§ Input material

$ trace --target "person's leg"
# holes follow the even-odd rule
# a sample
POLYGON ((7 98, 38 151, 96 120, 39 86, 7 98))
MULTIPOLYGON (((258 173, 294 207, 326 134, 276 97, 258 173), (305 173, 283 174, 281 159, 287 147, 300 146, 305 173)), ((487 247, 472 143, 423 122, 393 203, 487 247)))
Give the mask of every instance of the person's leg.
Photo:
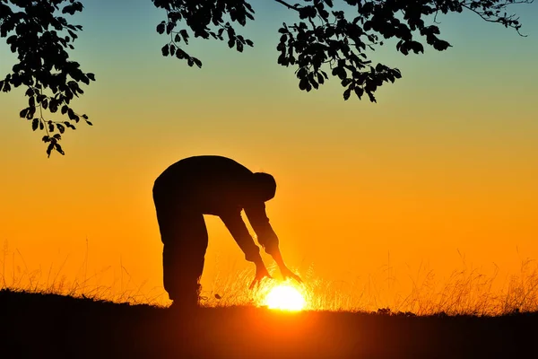
POLYGON ((167 202, 156 201, 159 228, 164 244, 164 288, 175 304, 195 305, 208 243, 205 222, 202 214, 189 213, 178 204, 167 202))
POLYGON ((204 215, 180 215, 171 232, 162 251, 164 287, 175 302, 196 304, 208 243, 204 215))

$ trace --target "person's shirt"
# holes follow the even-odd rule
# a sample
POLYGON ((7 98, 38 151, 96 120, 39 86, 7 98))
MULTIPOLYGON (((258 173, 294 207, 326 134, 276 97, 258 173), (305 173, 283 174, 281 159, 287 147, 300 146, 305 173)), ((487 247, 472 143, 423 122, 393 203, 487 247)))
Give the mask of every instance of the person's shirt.
POLYGON ((258 242, 268 252, 278 247, 265 203, 256 196, 254 173, 231 159, 205 155, 180 160, 159 176, 153 192, 179 211, 220 216, 239 246, 249 241, 241 218, 244 209, 258 242))

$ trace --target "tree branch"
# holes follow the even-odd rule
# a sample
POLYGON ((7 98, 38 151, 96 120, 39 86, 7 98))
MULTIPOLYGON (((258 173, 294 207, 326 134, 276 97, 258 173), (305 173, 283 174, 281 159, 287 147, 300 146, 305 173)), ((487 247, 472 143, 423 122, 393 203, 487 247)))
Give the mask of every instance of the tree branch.
POLYGON ((294 5, 291 5, 290 4, 286 3, 283 0, 274 0, 279 4, 282 4, 282 5, 286 6, 288 9, 291 9, 291 10, 295 10, 296 12, 299 11, 299 8, 297 8, 297 6, 294 5))

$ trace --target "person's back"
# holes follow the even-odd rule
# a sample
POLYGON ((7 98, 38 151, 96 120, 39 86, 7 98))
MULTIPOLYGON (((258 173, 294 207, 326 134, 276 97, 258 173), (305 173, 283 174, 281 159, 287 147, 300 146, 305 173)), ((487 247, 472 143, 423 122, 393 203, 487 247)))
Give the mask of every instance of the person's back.
POLYGON ((180 201, 185 209, 222 215, 230 210, 240 211, 252 202, 253 180, 250 170, 231 159, 188 157, 157 178, 153 193, 159 200, 180 201))
POLYGON ((204 215, 221 217, 245 258, 256 266, 255 283, 269 273, 254 242, 241 210, 258 242, 273 256, 284 276, 300 279, 282 258, 278 237, 269 224, 265 202, 273 198, 276 182, 267 173, 253 173, 221 156, 195 156, 166 169, 153 185, 153 200, 164 244, 163 279, 169 298, 180 306, 195 305, 200 292, 208 235, 204 215))

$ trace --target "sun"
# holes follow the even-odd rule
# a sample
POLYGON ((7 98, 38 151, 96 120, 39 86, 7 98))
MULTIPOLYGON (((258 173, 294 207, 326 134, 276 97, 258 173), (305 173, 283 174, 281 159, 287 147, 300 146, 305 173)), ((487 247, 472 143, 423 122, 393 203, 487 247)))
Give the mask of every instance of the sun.
POLYGON ((288 285, 281 285, 273 288, 265 302, 269 309, 281 311, 302 311, 306 305, 305 298, 300 292, 288 285))

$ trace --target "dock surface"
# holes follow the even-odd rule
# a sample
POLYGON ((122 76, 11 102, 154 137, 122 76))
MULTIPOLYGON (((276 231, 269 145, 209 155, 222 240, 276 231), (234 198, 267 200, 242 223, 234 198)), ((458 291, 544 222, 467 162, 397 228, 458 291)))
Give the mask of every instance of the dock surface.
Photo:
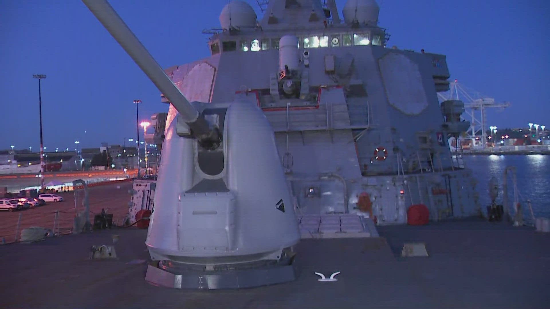
MULTIPOLYGON (((116 181, 112 184, 90 187, 90 220, 93 220, 95 214, 100 213, 101 209, 104 208, 107 213, 113 214, 113 221, 118 220, 122 224, 122 220, 128 213, 128 202, 131 197, 128 190, 131 187, 131 180, 116 181)), ((70 233, 75 216, 74 192, 67 192, 57 194, 63 197, 63 202, 51 202, 42 206, 36 206, 20 211, 0 212, 0 240, 4 239, 6 242, 15 241, 15 232, 20 216, 21 220, 19 236, 20 236, 21 231, 23 229, 31 227, 40 227, 53 231, 54 222, 56 220, 56 211, 59 212, 56 223, 56 233, 70 233)), ((79 194, 78 203, 79 206, 81 207, 84 193, 79 194)))
POLYGON ((510 308, 550 304, 550 234, 483 221, 379 227, 380 238, 302 240, 294 282, 240 290, 153 286, 146 230, 119 228, 0 246, 1 308, 510 308), (118 258, 88 259, 119 235, 118 258), (427 257, 400 257, 424 242, 427 257), (314 274, 340 272, 338 281, 314 274))

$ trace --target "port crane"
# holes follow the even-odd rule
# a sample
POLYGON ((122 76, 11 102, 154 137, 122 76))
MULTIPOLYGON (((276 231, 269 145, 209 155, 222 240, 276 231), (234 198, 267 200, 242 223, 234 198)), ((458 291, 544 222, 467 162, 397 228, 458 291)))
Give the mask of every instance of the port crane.
POLYGON ((464 103, 466 114, 471 118, 470 128, 466 131, 468 140, 472 141, 472 146, 485 148, 487 140, 487 111, 491 108, 504 108, 510 106, 509 102, 497 102, 493 98, 484 96, 460 84, 457 80, 449 83, 449 90, 438 92, 440 103, 446 100, 459 100, 464 103))

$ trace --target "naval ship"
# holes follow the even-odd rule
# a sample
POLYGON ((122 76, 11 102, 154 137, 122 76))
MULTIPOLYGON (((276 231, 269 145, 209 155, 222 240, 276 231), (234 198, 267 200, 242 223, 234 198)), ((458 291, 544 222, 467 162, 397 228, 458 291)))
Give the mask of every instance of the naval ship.
POLYGON ((129 223, 151 222, 1 248, 3 307, 547 305, 549 235, 471 218, 475 181, 447 145, 469 125, 437 96, 445 57, 389 47, 374 0, 348 0, 343 20, 333 1, 262 1, 259 21, 231 1, 207 31, 211 56, 164 74, 106 1, 82 2, 170 104, 148 136, 158 178, 131 190, 129 223), (226 152, 230 168, 273 174, 216 178, 226 152), (283 197, 251 206, 251 189, 283 197), (406 224, 419 205, 432 222, 406 224))
MULTIPOLYGON (((257 21, 232 1, 220 28, 204 31, 211 56, 165 71, 189 101, 263 110, 300 213, 403 224, 421 204, 432 220, 477 216, 475 180, 448 142, 469 126, 464 104, 438 99, 449 90, 445 56, 389 47, 374 0, 347 1, 343 20, 326 4, 270 1, 257 21)), ((148 142, 162 144, 176 118, 173 107, 154 115, 148 142)))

§ Problem
Copy out word for word every line from the start of the records through the line containing "POLYGON ((294 5, 291", both included, and leave the pictures out of your copy.

§ The completed task
$ trace --target "person's leg"
# holes follow the even-odd rule
# a sample
POLYGON ((7 98, 38 151, 96 120, 39 86, 7 98))
MULTIPOLYGON (((258 173, 294 207, 326 134, 276 97, 258 173), (305 173, 283 174, 281 159, 287 147, 300 146, 305 173)), ((487 247, 472 143, 423 122, 393 203, 487 247)))
Give the mask of every instance of the person's leg.
Photo:
POLYGON ((167 202, 156 201, 159 228, 164 244, 164 288, 175 304, 195 305, 208 243, 205 222, 202 214, 189 213, 178 204, 167 202))
POLYGON ((204 215, 180 215, 171 232, 162 251, 164 287, 175 302, 196 304, 208 243, 204 215))

$ trace --target "person's shirt"
# holes follow the even-odd rule
# a sample
POLYGON ((7 98, 38 151, 96 120, 39 86, 7 98))
MULTIPOLYGON (((258 173, 294 207, 326 134, 276 97, 258 173), (305 173, 283 174, 281 159, 287 147, 300 146, 305 173)), ((487 247, 472 143, 423 122, 393 203, 487 247)))
Give the mask of every instance of the person's shirt.
POLYGON ((258 242, 268 252, 278 247, 265 203, 256 196, 254 173, 231 159, 205 155, 180 160, 159 176, 153 192, 179 211, 220 216, 239 246, 249 241, 241 218, 244 209, 258 242))

$ trace --target "tree branch"
# holes follow the even-odd rule
# a sample
POLYGON ((7 98, 38 151, 96 120, 39 86, 7 98))
MULTIPOLYGON (((258 173, 294 207, 326 134, 276 97, 258 173), (305 173, 283 174, 281 159, 287 147, 300 146, 305 173)), ((487 247, 472 143, 423 122, 393 203, 487 247)))
Give the mask of every instance of the tree branch.
POLYGON ((294 5, 291 5, 290 4, 286 3, 283 0, 274 0, 279 4, 282 4, 282 5, 286 6, 288 9, 291 9, 291 10, 295 10, 296 12, 299 11, 299 8, 297 8, 297 6, 294 5))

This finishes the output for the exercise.